• _Directions_
Give back the full set of entries exactly, keeping each line intact.

• _Dataset entries_
════════════════════

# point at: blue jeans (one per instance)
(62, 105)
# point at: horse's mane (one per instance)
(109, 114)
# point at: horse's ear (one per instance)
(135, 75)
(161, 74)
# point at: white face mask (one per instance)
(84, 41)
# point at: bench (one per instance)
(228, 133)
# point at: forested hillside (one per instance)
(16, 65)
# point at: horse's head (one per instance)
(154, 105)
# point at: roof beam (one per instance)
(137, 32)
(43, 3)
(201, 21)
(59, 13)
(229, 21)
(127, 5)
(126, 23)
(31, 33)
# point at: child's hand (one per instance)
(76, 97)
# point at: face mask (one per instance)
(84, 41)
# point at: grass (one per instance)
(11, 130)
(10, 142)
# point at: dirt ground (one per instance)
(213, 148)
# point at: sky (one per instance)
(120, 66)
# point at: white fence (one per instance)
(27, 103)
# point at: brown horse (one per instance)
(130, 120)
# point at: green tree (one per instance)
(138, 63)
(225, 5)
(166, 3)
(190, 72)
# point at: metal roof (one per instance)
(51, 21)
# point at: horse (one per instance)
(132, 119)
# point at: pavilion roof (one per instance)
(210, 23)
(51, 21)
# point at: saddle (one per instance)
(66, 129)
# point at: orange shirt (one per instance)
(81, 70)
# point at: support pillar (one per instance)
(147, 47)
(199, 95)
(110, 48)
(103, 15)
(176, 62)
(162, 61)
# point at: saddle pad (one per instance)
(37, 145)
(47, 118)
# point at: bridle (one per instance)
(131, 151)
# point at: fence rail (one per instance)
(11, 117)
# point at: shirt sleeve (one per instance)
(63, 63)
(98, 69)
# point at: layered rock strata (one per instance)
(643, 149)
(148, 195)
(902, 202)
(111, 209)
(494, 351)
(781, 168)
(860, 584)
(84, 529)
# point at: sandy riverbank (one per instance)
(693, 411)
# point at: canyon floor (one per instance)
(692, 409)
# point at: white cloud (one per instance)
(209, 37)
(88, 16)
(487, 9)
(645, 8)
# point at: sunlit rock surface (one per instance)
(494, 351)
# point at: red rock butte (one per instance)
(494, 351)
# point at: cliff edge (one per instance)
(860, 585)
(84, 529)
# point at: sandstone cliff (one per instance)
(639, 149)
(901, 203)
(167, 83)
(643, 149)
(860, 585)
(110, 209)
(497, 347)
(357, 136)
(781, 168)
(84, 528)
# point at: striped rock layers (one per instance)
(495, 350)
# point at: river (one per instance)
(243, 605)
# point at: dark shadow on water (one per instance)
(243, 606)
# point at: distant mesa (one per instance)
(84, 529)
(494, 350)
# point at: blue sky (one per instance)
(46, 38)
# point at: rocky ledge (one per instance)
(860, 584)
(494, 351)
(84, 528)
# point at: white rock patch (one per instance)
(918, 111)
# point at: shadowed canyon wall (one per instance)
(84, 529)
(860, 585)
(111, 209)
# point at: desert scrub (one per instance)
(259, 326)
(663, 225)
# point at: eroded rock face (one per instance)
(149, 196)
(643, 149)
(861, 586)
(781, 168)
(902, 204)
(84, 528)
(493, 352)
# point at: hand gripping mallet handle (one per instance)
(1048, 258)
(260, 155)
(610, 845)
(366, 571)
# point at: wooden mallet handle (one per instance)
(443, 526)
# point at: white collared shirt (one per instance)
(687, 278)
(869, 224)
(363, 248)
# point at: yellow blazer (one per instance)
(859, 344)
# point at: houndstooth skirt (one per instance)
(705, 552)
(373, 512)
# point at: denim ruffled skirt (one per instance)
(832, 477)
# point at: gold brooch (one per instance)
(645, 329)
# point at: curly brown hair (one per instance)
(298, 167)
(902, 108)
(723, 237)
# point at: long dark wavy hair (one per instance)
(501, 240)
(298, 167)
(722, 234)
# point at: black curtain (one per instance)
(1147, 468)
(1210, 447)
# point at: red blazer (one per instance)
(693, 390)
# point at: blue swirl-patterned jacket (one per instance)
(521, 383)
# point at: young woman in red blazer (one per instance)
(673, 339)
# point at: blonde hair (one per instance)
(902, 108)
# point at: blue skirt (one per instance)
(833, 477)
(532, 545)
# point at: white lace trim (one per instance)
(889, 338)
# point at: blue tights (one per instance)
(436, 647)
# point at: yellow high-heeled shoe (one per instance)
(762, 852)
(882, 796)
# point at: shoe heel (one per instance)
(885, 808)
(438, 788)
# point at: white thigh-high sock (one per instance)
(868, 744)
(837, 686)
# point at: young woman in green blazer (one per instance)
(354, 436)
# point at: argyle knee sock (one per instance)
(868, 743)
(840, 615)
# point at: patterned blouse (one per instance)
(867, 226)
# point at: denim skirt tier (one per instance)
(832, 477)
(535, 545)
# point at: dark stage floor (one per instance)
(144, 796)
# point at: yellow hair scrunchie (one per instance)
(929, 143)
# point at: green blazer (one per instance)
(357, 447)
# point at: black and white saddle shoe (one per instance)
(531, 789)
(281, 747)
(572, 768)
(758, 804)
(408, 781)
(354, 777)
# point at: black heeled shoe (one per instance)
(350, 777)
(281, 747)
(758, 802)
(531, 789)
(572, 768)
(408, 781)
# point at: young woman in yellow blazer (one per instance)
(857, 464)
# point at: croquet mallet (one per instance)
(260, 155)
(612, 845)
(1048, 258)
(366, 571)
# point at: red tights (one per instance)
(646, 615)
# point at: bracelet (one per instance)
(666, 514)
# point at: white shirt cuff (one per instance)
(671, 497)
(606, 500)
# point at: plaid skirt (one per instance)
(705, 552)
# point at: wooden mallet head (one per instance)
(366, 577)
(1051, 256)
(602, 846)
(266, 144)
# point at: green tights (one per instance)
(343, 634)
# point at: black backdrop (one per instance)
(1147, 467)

════════════════════

• _Exercise result_
# point at: blue jeans (one per instance)
(62, 105)
# point at: horse's mane (one per instance)
(109, 114)
# point at: horse's ear (one per instance)
(135, 75)
(161, 74)
# point at: white face mask (one per instance)
(84, 41)
# point at: bench (one per instance)
(228, 133)
# point at: forested hillside (one per instance)
(16, 65)
# point at: horse's head (one per instance)
(154, 105)
# point at: roof beam (one per instance)
(137, 32)
(43, 3)
(201, 21)
(59, 13)
(229, 21)
(127, 5)
(126, 23)
(31, 33)
# point at: child's hand (one per instance)
(76, 97)
# point at: face mask (one per instance)
(84, 41)
# point at: grass (one per instance)
(11, 130)
(10, 142)
# point at: dirt ground (one per instance)
(213, 148)
# point at: sky (one per instance)
(120, 66)
# point at: white fence (one per instance)
(27, 103)
# point at: brown horse (one per instance)
(130, 120)
# point at: green tree (one per instance)
(138, 63)
(225, 5)
(166, 3)
(190, 72)
# point at: metal roof (one per instance)
(51, 21)
# point at: horse (one per instance)
(132, 119)
# point at: pavilion roof (one per instance)
(210, 23)
(51, 21)
# point at: saddle (one per instance)
(66, 129)
# point at: orange shirt (one per instance)
(81, 70)
# point at: support pillar (one per instance)
(147, 47)
(199, 95)
(110, 48)
(103, 15)
(176, 62)
(162, 61)
# point at: saddle pad (one per instance)
(37, 145)
(47, 118)
# point at: bridle (one per instance)
(131, 151)
# point at: fence rail (one per instance)
(11, 117)
# point at: shirt sleeve (one per instance)
(63, 63)
(98, 69)
# point at: layered rock strata (one per instance)
(643, 149)
(148, 195)
(902, 202)
(111, 209)
(494, 351)
(781, 168)
(860, 584)
(84, 529)
# point at: sandy riverbank (one per instance)
(693, 411)
# point at: canyon floor (one per instance)
(692, 409)
# point at: white cloud (one per instance)
(209, 37)
(88, 16)
(487, 9)
(645, 8)
# point at: sunlit rock surface (one per instance)
(494, 351)
# point at: red rock butte (one per instance)
(494, 351)
# point at: cliff edge (one per instance)
(860, 585)
(84, 529)
# point at: sandstone cliff (one per instance)
(639, 149)
(901, 203)
(167, 83)
(643, 149)
(860, 585)
(110, 209)
(497, 347)
(357, 136)
(781, 168)
(84, 528)
# point at: striped rock layers (one per instance)
(495, 350)
# point at: river (one per instance)
(243, 605)
# point at: dark shadow on water (one per instance)
(243, 606)
# point at: distant mesa (one per instance)
(84, 529)
(494, 350)
# point at: blue sky (one per instance)
(46, 38)
# point at: rocky ledge (one per instance)
(860, 584)
(494, 351)
(84, 528)
# point at: white rock patch (one per instance)
(918, 111)
# point at: shadowed canyon wall (one per instance)
(84, 529)
(860, 585)
(111, 209)
# point at: desert scrub (one per instance)
(259, 326)
(663, 225)
# point at: eroded rock face (one per instance)
(149, 196)
(643, 149)
(861, 586)
(781, 168)
(902, 204)
(84, 528)
(493, 352)
# point at: hand gripping mallet handle (one per instance)
(1048, 258)
(260, 155)
(610, 845)
(366, 571)
# point at: wooden mallet handle (one per instance)
(443, 526)
# point at: white collared shirt (one per instance)
(687, 278)
(869, 224)
(363, 248)
# point at: yellow blazer (one per instance)
(859, 344)
# point at: houndstooth skirt (one per instance)
(705, 552)
(373, 512)
# point at: denim ruffled skirt (one per instance)
(832, 477)
# point at: gold brooch (one per instance)
(645, 329)
# point at: curly brown hair (one per instance)
(298, 167)
(902, 108)
(723, 237)
# point at: long dark wavy hair (one per instance)
(501, 240)
(298, 167)
(722, 234)
# point at: black curtain (one per instance)
(1147, 468)
(1210, 447)
# point at: red blazer (one per instance)
(693, 390)
# point at: blue swirl-patterned jacket (one per instance)
(521, 383)
# point at: young woman in red blazer (one per instance)
(673, 339)
# point at: blonde hair (one per instance)
(902, 108)
# point at: blue skirt (one per instance)
(833, 477)
(532, 545)
# point at: white lace trim (one per instance)
(889, 338)
# point at: blue tights (one per instance)
(436, 647)
# point at: yellow high-heeled shoe (one per instance)
(762, 852)
(882, 796)
# point at: shoe heel (one per instance)
(885, 808)
(438, 788)
# point at: white thigh-high sock (one per instance)
(868, 744)
(837, 686)
# point at: young woman in green blazer (one per instance)
(354, 436)
# point at: argyle knee sock (one per instance)
(868, 743)
(840, 615)
# point at: patterned blouse (one per instance)
(867, 226)
# point at: denim skirt tier (one per instance)
(832, 477)
(535, 545)
# point at: dark stage floor (one per instance)
(144, 796)
# point at: yellow hair scrunchie (one per instance)
(929, 143)
# point at: green blazer (one per instance)
(357, 447)
# point at: black and white saddle shoe (one per instance)
(531, 789)
(281, 747)
(572, 768)
(758, 804)
(408, 781)
(354, 777)
# point at: black heeled shoe (one per instance)
(350, 777)
(281, 747)
(758, 802)
(531, 789)
(572, 768)
(408, 781)
# point at: young woman in yellow blazer (one per instance)
(857, 464)
# point at: croquet mallet (one per instance)
(260, 155)
(612, 845)
(1048, 258)
(366, 571)
# point at: red tights (one per instance)
(646, 615)
# point at: bracelet (one per instance)
(666, 514)
# point at: white shirt cuff (one per instance)
(671, 497)
(606, 500)
# point at: plaid skirt (one per instance)
(705, 552)
# point at: wooden mallet head (one per instance)
(366, 577)
(1051, 256)
(602, 846)
(266, 144)
# point at: green tights (one per instance)
(343, 634)
# point at: black backdrop (one per instance)
(1147, 467)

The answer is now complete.